OPDRACHT 1: Herschrijf het gedeelte van de brontekst over Hezb-i-Wahdat, te beginnen bij "- Hoge officieren" en doorlopend tot en met "jegens opponenten geschapen.", en vervang daarbij "veiligheidskwesties" door "veiligheidszaken".

BRONTEKST:
____________________
2.2.3. In het ambtsbericht is in paragraaf 3.7, getiteld 'Verantwoordelijkheid voor mensenrechtenschendingen', het volgende vermeld:
Hezb-i-Wahdat wordt gezien als één van de meest gewelddadige groeperingen in Afghanistan gedurende de Afghaanse burgeroorlog. Niet alleen vanwege de verrichtingen van de milities van Hezb-i-Wahdat op het strijdveld en de genadeloze afrekening met hun politieke tegenstanders, maar vooral ook vanwege de misdaden die de milities van Hezb-i-Wahdat de burgerbevolking van Afghanistan hebben aangedaan. De partij oefende een waar terreurklimaat in Afghanistan uit. In ieder geval wordt aannemelijk geacht dat de volgende leden van Hezb-i-Wahdat verantwoordelijk zijn voor mensenrechtenschendingen in Afghanistan gedurende de periode 1992-1999.
- Hoge officieren (commandant, generaal, kolonel, majoor) van de strijdkrachten van de Hezb-i-Wahdat.
Bovenstaande personen waren binnen de Hezb-i-Wahdat in een gezaghebbende positie en werden op concrete wijze betrokken bij militaire besluitvorming en veiligheidskwesties. Zij hadden derhalve op concrete wijze weet van de begane schendingen van de mensenrechten c.q. oorlogsmisdaden. Zij hadden hiertoe veelal opdracht gegeven dan wel stonden dergelijke misdaden oogluikend toe en hebben binnen Hezb i Wahdad bewust een meedogenloos gewelddadig klimaat jegens opponenten geschapen.
____________________
AANGELEVERD MATERIAAL:
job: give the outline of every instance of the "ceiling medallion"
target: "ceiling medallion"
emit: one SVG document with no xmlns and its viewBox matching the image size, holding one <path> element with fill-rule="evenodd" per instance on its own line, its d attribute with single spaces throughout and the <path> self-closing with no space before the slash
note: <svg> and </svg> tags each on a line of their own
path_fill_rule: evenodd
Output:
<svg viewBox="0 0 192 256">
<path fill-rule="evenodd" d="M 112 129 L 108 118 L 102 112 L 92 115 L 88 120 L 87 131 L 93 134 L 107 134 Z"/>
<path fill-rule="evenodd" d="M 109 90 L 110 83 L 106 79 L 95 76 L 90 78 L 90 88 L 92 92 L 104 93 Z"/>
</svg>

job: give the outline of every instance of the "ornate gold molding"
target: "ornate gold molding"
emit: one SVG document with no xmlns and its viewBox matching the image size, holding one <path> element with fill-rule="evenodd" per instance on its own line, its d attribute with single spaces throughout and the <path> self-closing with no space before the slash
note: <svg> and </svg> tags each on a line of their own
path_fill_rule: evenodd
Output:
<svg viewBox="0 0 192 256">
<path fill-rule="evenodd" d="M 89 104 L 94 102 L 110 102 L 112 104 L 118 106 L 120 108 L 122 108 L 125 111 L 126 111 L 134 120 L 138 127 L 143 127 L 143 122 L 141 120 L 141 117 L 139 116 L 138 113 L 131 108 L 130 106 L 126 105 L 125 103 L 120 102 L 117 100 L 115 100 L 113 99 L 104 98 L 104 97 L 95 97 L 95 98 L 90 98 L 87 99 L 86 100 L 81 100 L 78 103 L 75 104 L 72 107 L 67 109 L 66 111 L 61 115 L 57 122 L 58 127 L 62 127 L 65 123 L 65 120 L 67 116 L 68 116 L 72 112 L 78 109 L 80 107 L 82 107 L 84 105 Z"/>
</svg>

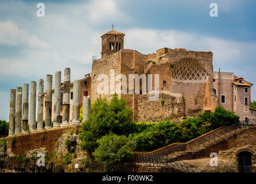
____________________
OPDRACHT 2: Selecteer uit de records elke regel waarin de tekenreeks "medallion" voorkomt en neem deze regels over.

UITWERKING OPDRACHT 1:
- Hoge officieren (commandant, generaal, kolonel, majoor) van de strijdkrachten van de Hezb-i-Wahdat.
Bovenstaande personen waren binnen de Hezb-i-Wahdat in een gezaghebbende positie en werden op concrete wijze betrokken bij militaire besluitvorming en veiligheidszaken. Zij hadden derhalve op concrete wijze weet van de begane schendingen van de mensenrechten c.q. oorlogsmisdaden. Zij hadden hiertoe veelal opdracht gegeven dan wel stonden dergelijke misdaden oogluikend toe en hebben binnen Hezb i Wahdad bewust een meedogenloos gewelddadig klimaat jegens opponenten geschapen.

UITWERKING OPDRACHT 2:
job: give the outline of every instance of the "ceiling medallion"
target: "ceiling medallion"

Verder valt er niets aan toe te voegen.